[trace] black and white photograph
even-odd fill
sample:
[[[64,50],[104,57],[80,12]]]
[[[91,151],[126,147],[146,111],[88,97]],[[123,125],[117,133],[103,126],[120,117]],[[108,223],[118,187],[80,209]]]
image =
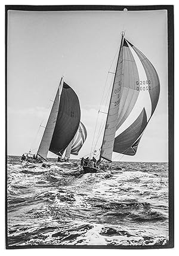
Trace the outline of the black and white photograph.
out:
[[[6,248],[172,248],[173,6],[6,6]]]

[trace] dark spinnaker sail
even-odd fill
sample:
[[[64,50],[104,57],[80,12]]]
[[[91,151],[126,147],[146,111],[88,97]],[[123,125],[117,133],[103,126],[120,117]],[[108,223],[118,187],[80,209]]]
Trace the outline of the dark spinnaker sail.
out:
[[[80,117],[78,96],[71,87],[64,82],[50,151],[62,155],[78,130]]]
[[[38,155],[45,159],[48,150],[61,155],[76,132],[80,117],[78,96],[61,79]]]

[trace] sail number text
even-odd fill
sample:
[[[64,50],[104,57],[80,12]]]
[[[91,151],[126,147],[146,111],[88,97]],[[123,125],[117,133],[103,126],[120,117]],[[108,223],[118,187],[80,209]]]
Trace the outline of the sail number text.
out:
[[[138,85],[139,84],[140,85],[150,85],[150,80],[146,80],[146,81],[136,81],[136,84],[137,85]]]
[[[143,81],[136,81],[137,85],[150,85],[150,80],[146,80]],[[140,86],[137,87],[136,88],[137,91],[150,91],[151,90],[150,86]]]

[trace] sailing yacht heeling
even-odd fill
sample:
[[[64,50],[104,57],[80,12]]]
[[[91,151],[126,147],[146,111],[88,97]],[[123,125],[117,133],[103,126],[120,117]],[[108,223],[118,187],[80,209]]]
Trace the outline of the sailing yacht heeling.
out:
[[[48,150],[61,156],[78,129],[80,118],[78,96],[61,78],[37,154],[45,160]]]
[[[142,64],[145,77],[140,74],[134,53]],[[100,158],[111,161],[113,152],[131,156],[136,153],[143,133],[156,109],[159,93],[160,82],[155,67],[122,35]],[[132,110],[140,104],[140,95],[150,99],[149,116],[146,111],[147,107],[141,104],[141,111],[135,113],[136,119],[116,136],[118,130],[132,115]]]

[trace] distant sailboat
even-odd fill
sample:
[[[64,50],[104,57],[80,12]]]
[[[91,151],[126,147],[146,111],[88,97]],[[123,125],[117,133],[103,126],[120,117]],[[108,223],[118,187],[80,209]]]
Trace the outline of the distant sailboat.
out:
[[[81,110],[78,96],[62,78],[37,155],[29,153],[27,156],[24,155],[24,160],[37,162],[39,156],[41,159],[47,161],[48,151],[62,156],[76,134],[80,118]]]
[[[67,146],[64,159],[66,161],[70,158],[70,154],[77,156],[87,137],[87,131],[85,125],[80,122],[79,128],[73,138]],[[62,160],[61,160],[62,161]]]
[[[159,94],[154,66],[122,33],[99,162],[101,158],[111,162],[113,152],[135,155]],[[84,169],[95,171],[88,166]]]

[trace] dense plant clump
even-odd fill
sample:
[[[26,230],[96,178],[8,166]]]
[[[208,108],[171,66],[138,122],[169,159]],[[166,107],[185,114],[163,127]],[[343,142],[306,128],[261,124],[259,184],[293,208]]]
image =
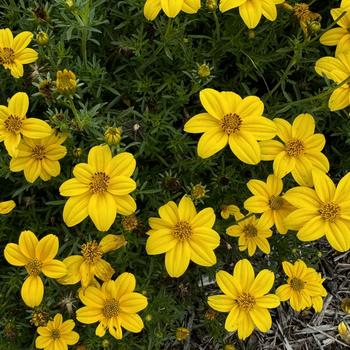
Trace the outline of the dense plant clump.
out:
[[[350,1],[0,14],[0,350],[350,344]]]

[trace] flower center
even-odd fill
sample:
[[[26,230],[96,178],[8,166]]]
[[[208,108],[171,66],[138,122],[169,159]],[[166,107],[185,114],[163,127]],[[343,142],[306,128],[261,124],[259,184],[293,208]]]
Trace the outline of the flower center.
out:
┄┄┄┄┄┄┄┄┄┄┄┄┄┄┄┄┄┄┄┄
■ **Problem**
Recast the listing as a Markdown table with the columns Index and Entry, starting at the line that contains "[trace] dense plant clump" and ending at the last line of the listing, with one numbered row per line and blank lines skipped. Leave the pictures out of the table.

■ **Correct output**
| Index | Entry |
|---|---|
| 1 | [trace] dense plant clump |
| 2 | even-odd fill |
| 3 | sample: |
| 4 | [[[26,230],[96,178],[8,166]]] |
| 5 | [[[208,108],[171,66],[138,122],[169,159]],[[166,107],[185,114],[163,127]],[[343,142],[306,128],[261,124],[259,184],[293,208]]] |
| 6 | image = |
| 7 | Trace the outline of the dense plant clump. |
| 8 | out: |
| 9 | [[[350,1],[0,14],[0,350],[350,344]]] |
| 10 | [trace] flower center |
| 11 | even-odd fill |
| 12 | sample: |
| 13 | [[[26,230],[96,178],[8,166]]] |
| 14 | [[[208,108],[171,66],[138,122],[169,159]],[[166,107],[185,114],[163,127]],[[343,142],[306,128],[261,124],[259,184],[293,208]]] |
| 15 | Trace the outline of the flower center. |
| 16 | out: |